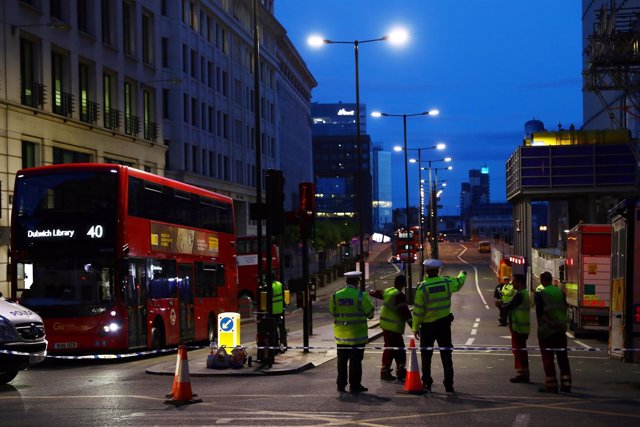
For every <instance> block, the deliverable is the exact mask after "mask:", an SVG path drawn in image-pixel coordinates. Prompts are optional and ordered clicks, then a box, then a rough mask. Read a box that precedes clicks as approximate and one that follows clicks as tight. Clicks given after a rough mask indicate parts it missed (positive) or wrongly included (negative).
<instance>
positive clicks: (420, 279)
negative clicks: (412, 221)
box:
:::::
Your task
Without the pictures, reproduce the entries exactly.

Answer section
For every <instance> block, the deliverable is the exact mask after "mask:", an SVG path drawn in image-pixel coordinates. Prompts are optional and ordered clicks, then a box, then a rough mask. Read a box that precedes clicks as approximate and one that follows clicks as tight. Clicks given after a rough mask indicate parts it missed (positive) or wrongly included (negative).
<instance>
positive clicks: (420, 279)
negative clicks: (412, 221)
box:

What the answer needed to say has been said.